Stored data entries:
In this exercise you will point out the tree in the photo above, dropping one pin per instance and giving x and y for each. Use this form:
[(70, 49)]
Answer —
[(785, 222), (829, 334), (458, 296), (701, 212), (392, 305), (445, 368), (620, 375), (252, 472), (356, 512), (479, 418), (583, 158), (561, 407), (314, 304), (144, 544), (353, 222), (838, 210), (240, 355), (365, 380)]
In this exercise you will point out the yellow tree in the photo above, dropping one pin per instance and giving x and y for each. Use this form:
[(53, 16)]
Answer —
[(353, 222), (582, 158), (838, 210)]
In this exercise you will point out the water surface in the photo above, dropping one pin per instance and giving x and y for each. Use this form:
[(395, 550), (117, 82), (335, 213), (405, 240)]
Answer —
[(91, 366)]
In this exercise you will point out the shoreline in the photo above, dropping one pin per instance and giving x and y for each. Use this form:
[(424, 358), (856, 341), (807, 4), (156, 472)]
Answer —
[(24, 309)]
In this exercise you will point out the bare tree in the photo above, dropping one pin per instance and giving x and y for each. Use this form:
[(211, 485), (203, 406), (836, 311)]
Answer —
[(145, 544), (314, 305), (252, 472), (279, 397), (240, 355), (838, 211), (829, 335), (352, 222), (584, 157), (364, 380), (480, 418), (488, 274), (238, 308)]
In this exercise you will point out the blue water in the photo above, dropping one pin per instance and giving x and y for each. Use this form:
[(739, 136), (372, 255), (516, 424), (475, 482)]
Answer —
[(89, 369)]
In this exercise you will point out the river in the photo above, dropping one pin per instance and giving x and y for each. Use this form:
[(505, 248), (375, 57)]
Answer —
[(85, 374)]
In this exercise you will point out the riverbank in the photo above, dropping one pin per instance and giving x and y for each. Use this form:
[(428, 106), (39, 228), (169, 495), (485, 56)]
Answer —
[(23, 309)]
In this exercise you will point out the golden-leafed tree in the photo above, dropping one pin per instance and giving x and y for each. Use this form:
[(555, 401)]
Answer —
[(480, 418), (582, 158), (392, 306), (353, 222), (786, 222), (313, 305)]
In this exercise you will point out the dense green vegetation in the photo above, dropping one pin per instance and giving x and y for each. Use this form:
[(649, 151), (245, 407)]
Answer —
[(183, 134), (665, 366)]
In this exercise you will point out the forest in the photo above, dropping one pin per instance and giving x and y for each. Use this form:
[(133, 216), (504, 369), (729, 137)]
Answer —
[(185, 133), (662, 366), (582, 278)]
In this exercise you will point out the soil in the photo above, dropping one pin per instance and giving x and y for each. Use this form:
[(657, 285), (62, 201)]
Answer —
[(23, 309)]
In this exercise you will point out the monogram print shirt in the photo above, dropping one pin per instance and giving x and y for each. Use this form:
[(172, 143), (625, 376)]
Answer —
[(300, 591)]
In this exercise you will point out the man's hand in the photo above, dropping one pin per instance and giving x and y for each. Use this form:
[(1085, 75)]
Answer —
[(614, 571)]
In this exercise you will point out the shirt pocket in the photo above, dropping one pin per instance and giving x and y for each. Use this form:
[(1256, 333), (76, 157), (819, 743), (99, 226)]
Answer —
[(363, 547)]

**PROBLEM:**
Print all of the rows above again, word for word, with nothing changed.

**WORKED SOLUTION:**
In this exercise you will point out the tree in the photo above, dropping one pin per instance and giving x and y for each. Use this form:
[(70, 49)]
Answer —
[(785, 222), (829, 334), (458, 296), (701, 212), (392, 305), (445, 368), (620, 375), (252, 472), (356, 512), (479, 418), (583, 158), (561, 407), (314, 304), (144, 544), (353, 222), (838, 210), (240, 355), (365, 380)]
In this exercise you will point out the yellow tree in the photo above, dropping one pin per instance and giving x and y for each. Use this form:
[(53, 16)]
Answer —
[(353, 222), (582, 158), (838, 210)]
In this exercise you will point out the water surface in the photo above, dropping one pin per instance and giving x and y for each. Use this form:
[(395, 550), (117, 82), (335, 213), (405, 240)]
Answer —
[(91, 366)]
In this exercise you will point out the shoreline in the photo above, dropping one pin per instance and giving x and y for each. Use this form:
[(424, 358), (856, 341), (807, 4), (156, 472)]
Answer —
[(24, 309)]
In this exercise you will point out the bare tree in the photo above, dropping one pin per instance and giving x and y for each. Use this form:
[(211, 485), (203, 406), (836, 311)]
Answer —
[(145, 544), (314, 305), (252, 472), (279, 397), (240, 355), (838, 211), (829, 335), (352, 222), (584, 157), (364, 380), (480, 418), (488, 274), (238, 308)]
In this exercise you will point out the blue water in the photo above, dropping one pin per instance and giving x and y for each. Use this form:
[(739, 136), (372, 255), (516, 424), (475, 482)]
Answer —
[(89, 369)]
In this exercise you will point out the river in the photo above, dropping one pin per instance and giving x and y for each. Use this form:
[(505, 248), (375, 57)]
Answer —
[(85, 374)]
In this exercise you will point out the riverbank in the photo above, dropping one pin per instance and giving x and y for each. Use this form:
[(428, 106), (39, 228), (169, 495), (485, 56)]
Answer —
[(23, 309)]
In this exercise you will point out the golden-leafed tree in the photo above, dropping one pin per instance and giving x and y for each. Use this form:
[(555, 401)]
Answer —
[(480, 418), (582, 158), (392, 306), (353, 222), (786, 222), (313, 305)]
In this exercise you will point out the dense green vegetation in the photo above, dropping one pin per instance and giving x and y for each. Use this form:
[(649, 151), (245, 407)]
Answer —
[(183, 134), (665, 366)]
In this exercise you will point out the forest in the photo above, dropping one pin per instance and giving x and y for each. Use this form:
[(133, 216), (504, 369), (729, 137)]
Answer —
[(185, 133), (662, 366), (582, 278)]
In this exercise you will point out the soil in the photo above, dropping one pin per instance and giving x and y for each. Use this form:
[(657, 285), (62, 201)]
Answer —
[(23, 309)]
In this exercise you will point out the monogram print shirt in the photo above, dropping one pin per instance and giving x and y for each. Use this form:
[(172, 143), (625, 376)]
Answer —
[(300, 591)]
In this exercise you will point out the man's hand in the photo above, dropping one pin per instance and giving x and y for each. Use this form:
[(1085, 75)]
Answer —
[(614, 571)]
In this exercise you will point out the shirt pocket in the photo above, dropping one pin per instance and giving x and y for each. Use this form:
[(1256, 333), (76, 157), (819, 743), (99, 226)]
Answer —
[(363, 547)]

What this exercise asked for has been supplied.